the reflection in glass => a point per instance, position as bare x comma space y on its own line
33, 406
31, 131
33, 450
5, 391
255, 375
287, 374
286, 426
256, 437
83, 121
==================================================
_REQUIREMENTS_:
Locate every row of the records containing the word "line", and copy each such row in full.

_TASK SOLUTION_:
the reflection in glass => a point per instance, position as bare x comma space y on its own line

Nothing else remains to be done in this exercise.